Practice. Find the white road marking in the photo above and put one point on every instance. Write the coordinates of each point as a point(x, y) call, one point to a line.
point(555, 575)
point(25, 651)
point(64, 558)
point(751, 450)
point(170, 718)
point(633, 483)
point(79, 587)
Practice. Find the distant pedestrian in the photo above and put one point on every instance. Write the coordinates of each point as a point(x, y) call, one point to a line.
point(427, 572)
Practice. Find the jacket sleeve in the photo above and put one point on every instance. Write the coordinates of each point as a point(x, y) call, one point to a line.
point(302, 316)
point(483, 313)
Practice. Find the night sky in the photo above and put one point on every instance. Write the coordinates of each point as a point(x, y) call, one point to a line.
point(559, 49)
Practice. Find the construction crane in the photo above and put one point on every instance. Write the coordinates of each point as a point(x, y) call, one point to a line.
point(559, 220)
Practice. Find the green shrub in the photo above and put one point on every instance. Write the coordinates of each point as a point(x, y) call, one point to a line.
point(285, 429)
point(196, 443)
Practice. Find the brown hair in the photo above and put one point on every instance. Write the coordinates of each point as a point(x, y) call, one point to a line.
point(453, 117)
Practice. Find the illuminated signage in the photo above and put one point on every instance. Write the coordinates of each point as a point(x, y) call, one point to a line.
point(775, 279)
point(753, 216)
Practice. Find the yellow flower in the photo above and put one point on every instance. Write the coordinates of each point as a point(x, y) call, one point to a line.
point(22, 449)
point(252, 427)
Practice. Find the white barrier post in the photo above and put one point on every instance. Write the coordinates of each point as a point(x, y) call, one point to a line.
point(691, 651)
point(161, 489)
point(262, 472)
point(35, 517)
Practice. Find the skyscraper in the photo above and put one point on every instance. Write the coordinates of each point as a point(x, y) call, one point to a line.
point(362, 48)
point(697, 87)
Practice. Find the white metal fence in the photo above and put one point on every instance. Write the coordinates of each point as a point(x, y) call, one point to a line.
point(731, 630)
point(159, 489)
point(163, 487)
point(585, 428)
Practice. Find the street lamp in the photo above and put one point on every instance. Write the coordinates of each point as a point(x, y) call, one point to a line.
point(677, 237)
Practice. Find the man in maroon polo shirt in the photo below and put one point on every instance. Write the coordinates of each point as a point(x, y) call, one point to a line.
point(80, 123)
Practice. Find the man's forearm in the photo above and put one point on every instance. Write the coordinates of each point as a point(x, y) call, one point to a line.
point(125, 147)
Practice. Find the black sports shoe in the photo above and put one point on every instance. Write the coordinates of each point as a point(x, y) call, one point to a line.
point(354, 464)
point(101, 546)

+ + + + +

Please give back the entries above, unchanged and complete.

Response to this exercise:
Practice. Find the white road marking in the photo above and put one point on every instance. Write the coordinates of each point as a point(x, y) call, one point to a line.
point(555, 575)
point(25, 651)
point(64, 558)
point(751, 450)
point(170, 718)
point(633, 483)
point(79, 587)
Practice. Find the distant pedestrian in the photo above and put one point on every instance. Write the coordinates of each point as a point(x, y) call, one point to a line.
point(427, 572)
Practice. Find the jacket sleeve in the photo above and put one point on every instance. Write the coordinates of each point as a point(x, y) call, one point to a line.
point(302, 316)
point(483, 313)
Practice. Find the night sky in the photo above and put one point on every instance. Write the coordinates of each point as a point(x, y) call, one point to a line.
point(559, 49)
Practice. Find the construction crane in the photo above and put one point on every instance. Write the coordinates of each point as a point(x, y) call, one point to a line.
point(559, 220)
Practice. Find the green shrub in the photo above and put one point on every instance. Write the coordinates of each point as a point(x, y) call, one point to a line.
point(285, 429)
point(196, 443)
Practice. Find the brown hair in the photo above and put one point on every instance. Write the coordinates of each point as a point(x, y) call, one point to a line.
point(453, 117)
Practice. Find the illuminated signage in the photo above and put one point on every instance. Write the coordinates of each point as a point(x, y) call, one point to a line.
point(775, 279)
point(753, 216)
Practice. Find the yellow flower in the photo above and put one point on every instance. Write the coordinates of each point as a point(x, y) call, one point to a line.
point(22, 449)
point(252, 427)
Practice. Find the white barrier post in the photo above and put one point on every instance. Write the coordinates of each point as a point(x, y) call, one point to a line.
point(691, 651)
point(161, 489)
point(262, 472)
point(35, 517)
Practice. Find the skyscraper in the photo above and put one point on every instance. Write the coordinates of each point as a point(x, y) call, one point to a line.
point(362, 48)
point(697, 87)
Practice. Find the white metal fence in the photo above and put one point on every instance. Write the coordinates of each point as a point(x, y) call, one point to a line.
point(731, 630)
point(159, 489)
point(163, 487)
point(585, 428)
Practice. Find the street lamp in the photo above and put one point on every instance. Write the coordinates of each point as a point(x, y) call, one point to a line.
point(677, 237)
Practice. Find the man in maroon polo shirt in the photo below and put one point on every instance. Write the coordinates of each point as a point(x, y) call, one point to a line.
point(80, 123)
Practice. Find the man's forearm in the photo above and put one point on every instance. Write the coordinates of each point as a point(x, y) call, one point to a line.
point(125, 147)
Practice. Find the black sports shoe in the photo above and put one point on every instance. Write the coordinates of each point as a point(x, y) call, one point to a line.
point(354, 464)
point(101, 546)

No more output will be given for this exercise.